## WHAT IS BEING ASKED
Rewrite every row below, replacing "photo" with "image" and changing nothing else. Omit the pictures from your output.

----- ROWS -----

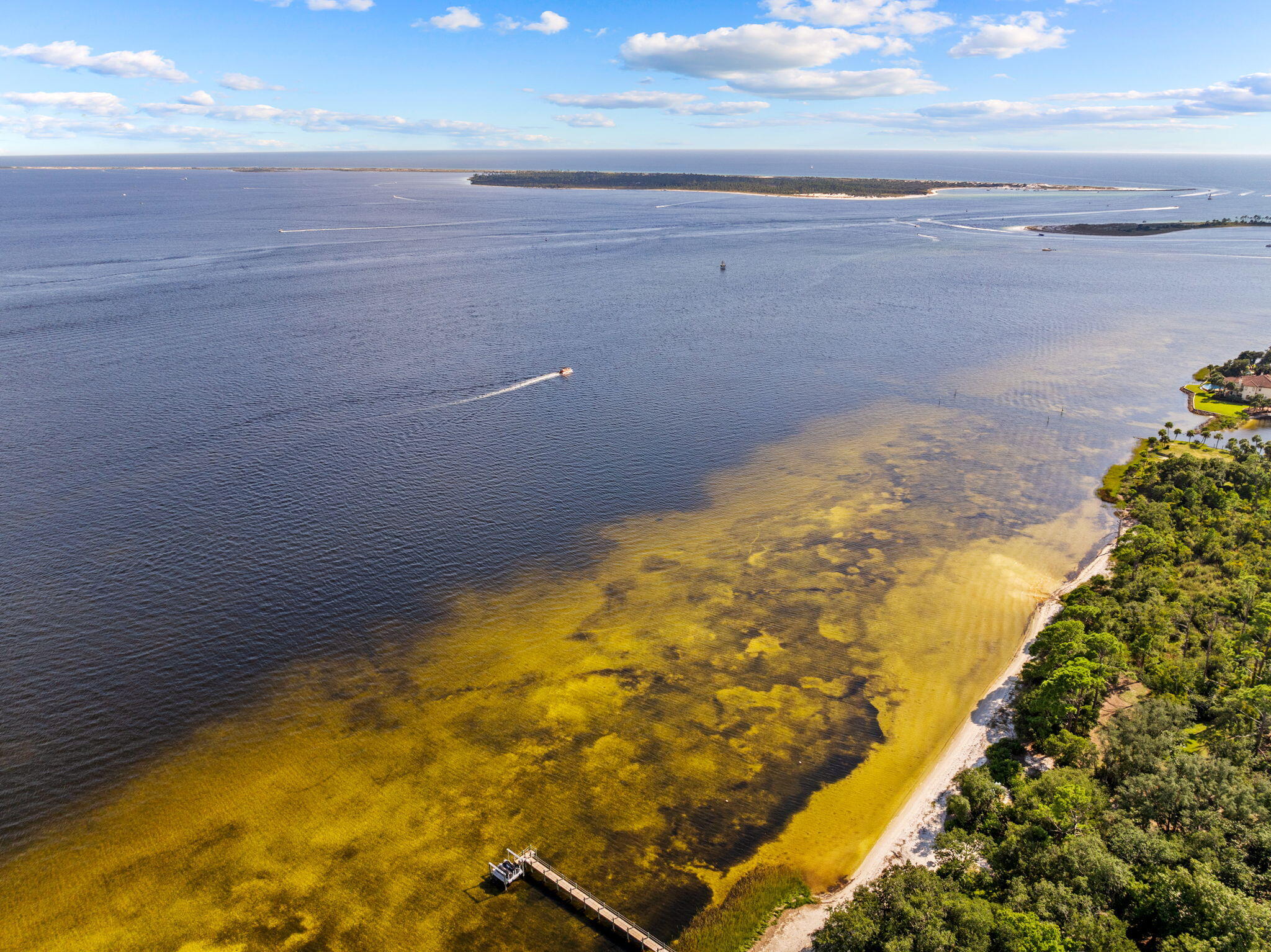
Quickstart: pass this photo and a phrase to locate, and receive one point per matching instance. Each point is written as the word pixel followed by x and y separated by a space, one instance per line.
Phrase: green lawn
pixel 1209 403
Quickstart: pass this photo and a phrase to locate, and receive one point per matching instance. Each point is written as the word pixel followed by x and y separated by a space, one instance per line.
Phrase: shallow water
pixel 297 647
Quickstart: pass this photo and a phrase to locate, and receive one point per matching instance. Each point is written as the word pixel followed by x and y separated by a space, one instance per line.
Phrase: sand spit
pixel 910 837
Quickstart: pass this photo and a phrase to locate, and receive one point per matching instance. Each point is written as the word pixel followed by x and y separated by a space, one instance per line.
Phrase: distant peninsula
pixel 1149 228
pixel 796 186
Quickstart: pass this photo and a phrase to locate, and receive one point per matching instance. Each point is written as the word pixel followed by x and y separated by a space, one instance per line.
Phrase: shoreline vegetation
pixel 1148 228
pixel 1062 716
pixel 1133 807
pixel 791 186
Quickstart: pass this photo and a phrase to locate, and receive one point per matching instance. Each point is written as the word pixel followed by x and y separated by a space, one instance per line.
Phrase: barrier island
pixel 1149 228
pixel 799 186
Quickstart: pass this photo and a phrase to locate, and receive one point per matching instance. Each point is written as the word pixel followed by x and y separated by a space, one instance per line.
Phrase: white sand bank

-----

## SOLUTION
Quickstart: pass this image and a phrase to locate, and receive one point per matching instance. Each point is written as the word pixel followed by x and y separated by a space, one instance per line.
Phrase: green lawn
pixel 1209 403
Quickstart: pass this image and a phrase to locate, and receive one point per matching instance. Each point is written as the word pixel followed by x and y separated by a space, one instance per line.
Phrase: shallow water
pixel 297 647
Quickstart: pass this image and a phrase to locate, and receive one point per matching instance. Each point is written as the word pixel followed by x and y separated by a space, one instance per line.
Phrase: sand spit
pixel 910 837
Quickstart: pass this image and a phrase to locate, and receive one point per matching instance. Each point is written as the word pixel followed by x and y separated by a space, one instance per line.
Phrase: distant peninsula
pixel 1149 228
pixel 796 186
Quickstart: pass this image and a phrase to locate, and receive one point per matching instance. Each point is written as the word pixel followed by x and y separated by a space, one instance per line.
Phrase: shoreline vegetation
pixel 1148 228
pixel 1062 716
pixel 1133 807
pixel 791 186
Quickstart: pass this image and a phrase to locate, and receive one point per matching instance. Each point is written as the word pixel followed by x and y separated by a space, one instance per line.
Phrase: barrier island
pixel 1149 228
pixel 799 186
Quickstart: pass this image and a phrase to locate, and receive one point per matching instance. Each point is written as the word pixel followed by x and y separated by a space, one instance per line.
Phrase: white sand bank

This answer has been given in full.